Start of SOURCE DOCUMENT

The Poor Relief Act 1662 (14 Car 2 c 12) was an Act of the Cavalier Parliament of England. It was an Act for the Better Relief of the Poor of this Kingdom and is also known as the Settlement Act or the Settlement and Removal Act. The purpose of the Act was to establish the parish to which a person belonged (i.e. his/her place of "settlement"), and hence clarify which parish was responsible for him should he become in need of Poor Relief (or "chargeable" to the parish poor rates). This was the first occasion when a document proving domicile became statutory: these were called "settlement certificates".

After 1662, if a man left his settled parish to move elsewhere, he had to take his settlement certificate, which guaranteed that his home parish would pay for his "removal" costs (from the host parish) back to his home if he needed poor relief. As parishes were often unwilling to issue such certificates, people often stayed where they wereknowing that, should they become indigent, they would be entitled to their parish's poor rate.

The 1662 Act stipulated that if a poor person (that is, resident of a tenancy with a taxable value less than £10 per year, who did not fall under the other protected categories) remained in the parish for forty days of undisturbed residency, he could acquire "settlement rights" in that parish. However, within those forty days, upon any local complaint, two JPs could remove the man and return him to his home parish. As a result, some parish officers dispatched their poor to other parishes, with instructions to remain hidden for forty days before revealing themselves.  This loophole was closed with the Reviving and Continuance Act 1685 (1 Ja. 2. c.17) which required new arrivals to register with parish authorities. But sympathetic parish officers often hid the registration, and did not reveal the presence of new arrivals until the required residency period was over.  As a result, the law was further tightened in 1692 (3 & 4 Will. & Mar. c. 11), and parish officers were obliged to publicly publish arrival registrations in writing in the local church Sunday circular, and read to the congregation, and that the forty days would only start counting from thereon.

End of SOURCE DOCUMENT
Start of ENTRIES SUPPLIED

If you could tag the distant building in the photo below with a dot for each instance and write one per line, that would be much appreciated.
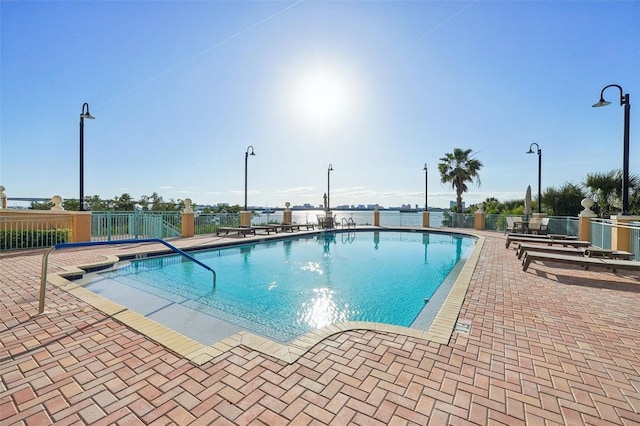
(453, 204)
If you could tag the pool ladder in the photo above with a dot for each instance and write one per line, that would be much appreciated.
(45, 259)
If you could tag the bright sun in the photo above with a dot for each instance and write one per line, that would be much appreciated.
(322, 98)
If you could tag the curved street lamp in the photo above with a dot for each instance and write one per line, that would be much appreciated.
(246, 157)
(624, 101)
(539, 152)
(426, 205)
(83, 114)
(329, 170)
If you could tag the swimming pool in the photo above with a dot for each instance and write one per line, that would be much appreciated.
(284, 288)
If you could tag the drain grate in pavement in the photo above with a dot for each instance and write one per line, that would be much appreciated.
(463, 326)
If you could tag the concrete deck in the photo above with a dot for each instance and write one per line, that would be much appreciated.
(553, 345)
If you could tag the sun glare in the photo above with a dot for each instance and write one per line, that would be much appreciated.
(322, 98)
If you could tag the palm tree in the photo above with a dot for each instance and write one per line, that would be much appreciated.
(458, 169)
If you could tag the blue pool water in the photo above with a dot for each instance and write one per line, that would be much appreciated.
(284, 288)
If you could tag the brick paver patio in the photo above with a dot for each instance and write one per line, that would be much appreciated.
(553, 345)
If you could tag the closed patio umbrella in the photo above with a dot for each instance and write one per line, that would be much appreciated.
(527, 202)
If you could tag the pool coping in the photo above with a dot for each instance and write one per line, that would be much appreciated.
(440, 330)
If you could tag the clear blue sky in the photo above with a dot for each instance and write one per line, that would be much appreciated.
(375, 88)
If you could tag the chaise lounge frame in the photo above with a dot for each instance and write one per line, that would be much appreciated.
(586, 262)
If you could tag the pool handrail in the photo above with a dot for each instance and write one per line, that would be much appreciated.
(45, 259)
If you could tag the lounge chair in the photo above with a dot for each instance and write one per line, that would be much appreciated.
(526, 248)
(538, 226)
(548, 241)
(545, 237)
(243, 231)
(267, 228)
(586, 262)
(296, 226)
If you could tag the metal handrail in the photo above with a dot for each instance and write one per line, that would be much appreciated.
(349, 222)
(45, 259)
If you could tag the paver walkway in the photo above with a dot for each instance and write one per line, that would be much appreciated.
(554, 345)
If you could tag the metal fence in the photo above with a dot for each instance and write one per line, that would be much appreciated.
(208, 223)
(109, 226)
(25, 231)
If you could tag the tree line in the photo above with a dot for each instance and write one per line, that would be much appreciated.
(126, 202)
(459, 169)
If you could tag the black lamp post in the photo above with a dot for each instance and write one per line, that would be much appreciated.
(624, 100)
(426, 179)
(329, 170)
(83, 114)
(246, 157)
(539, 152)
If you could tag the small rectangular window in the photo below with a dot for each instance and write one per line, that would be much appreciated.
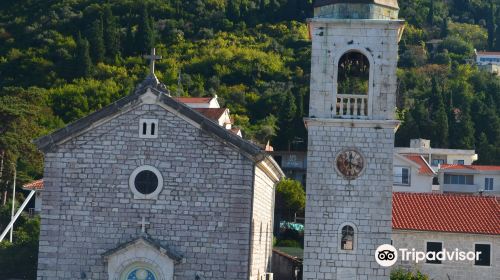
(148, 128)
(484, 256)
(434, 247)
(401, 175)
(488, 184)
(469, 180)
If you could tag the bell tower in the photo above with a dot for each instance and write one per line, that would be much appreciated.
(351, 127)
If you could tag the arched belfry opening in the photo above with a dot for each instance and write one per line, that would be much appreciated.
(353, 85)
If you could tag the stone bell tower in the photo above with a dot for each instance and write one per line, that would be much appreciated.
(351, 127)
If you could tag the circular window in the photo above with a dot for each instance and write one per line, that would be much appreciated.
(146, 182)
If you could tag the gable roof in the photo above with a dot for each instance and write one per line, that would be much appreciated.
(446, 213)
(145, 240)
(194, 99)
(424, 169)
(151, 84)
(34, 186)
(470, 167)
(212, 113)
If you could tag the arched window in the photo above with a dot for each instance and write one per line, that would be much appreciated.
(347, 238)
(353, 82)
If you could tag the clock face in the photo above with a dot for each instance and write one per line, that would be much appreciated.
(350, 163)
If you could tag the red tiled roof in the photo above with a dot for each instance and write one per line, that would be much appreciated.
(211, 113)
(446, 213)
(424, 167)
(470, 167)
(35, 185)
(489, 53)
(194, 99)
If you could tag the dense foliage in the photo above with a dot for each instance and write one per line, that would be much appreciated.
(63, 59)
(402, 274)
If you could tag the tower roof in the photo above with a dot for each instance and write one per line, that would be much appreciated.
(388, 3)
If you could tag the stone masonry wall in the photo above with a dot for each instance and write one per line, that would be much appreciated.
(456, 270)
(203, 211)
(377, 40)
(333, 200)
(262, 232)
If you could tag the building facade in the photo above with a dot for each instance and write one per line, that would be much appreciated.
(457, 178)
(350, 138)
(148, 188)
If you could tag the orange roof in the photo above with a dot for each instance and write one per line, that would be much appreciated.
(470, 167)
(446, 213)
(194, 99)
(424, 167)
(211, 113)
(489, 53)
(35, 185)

End of ENTRIES SUPPLIED

*OBJECTIVES*.
1. List every term that the text on the Poor Relief Act 1662 sets in quotation marks.
2. Pick up the text on the Poor Relief Act 1662 after its final sentence and keep writing.
These data have nothing to do with the text on the Poor Relief Act 1662.

*RESULTS BY TASK*.
1. "settlement", "chargeable", "settlement certificates", "removal", "settlement rights"

2.
The settlement laws benefited the owners of large estates who controlled housing. Some land owners demolished empty housing in order to reduce the population of their lands and prevent people from returning. It was also common to recruit labourers from neighbouring parishes so that they could easily be sacked. Magistrates could order parishes to grant poor relief. However, often the magistrates were landowners and therefore unlikely to make relief orders that would increase poor rates.

The Settlement Act was repealed in 1834 (under the terms of the Poor Law Amendment Act 1834, which introduced the union workhouses), although not fully. The concept of parish settlement has been characterised as "incompatible with the newly developing industrial system", because it hindered internal migration to factory towns.

It was finally repealed by section 245 of, and Schedule 11 to, the Poor Law Act 1927 (c.14) and by the Statute Law Revision Act 1948.

Settlement terms
To gain settlement in a parish a person had to meet at least one of the following conditions:-

Be born into the parish.
Have lived in the parish for forty consecutive days without complaint.
Be hired for over a year and a day that takes place within the parish – (this led to short lengths of hire so that settlement was not obtained).
Hold an office in the parish.
Rent a property worth £10 per year or pay the same in taxes.
Have married into the parish.
Gained poor relief in that parish previously.
Have a seven-year apprenticeship with a settled resident.

Notes

References

Sources
Text of the Act'Charles II, 1662: An Act for the better Releife of the Poore of this Kingdom.', Statutes of the Realm: volume 5: 1628–80 (1819), pp. 401–05. URL: http://www.british-history.ac.uk/report.asp?compid=47315. Date accessed: 18 September 2007.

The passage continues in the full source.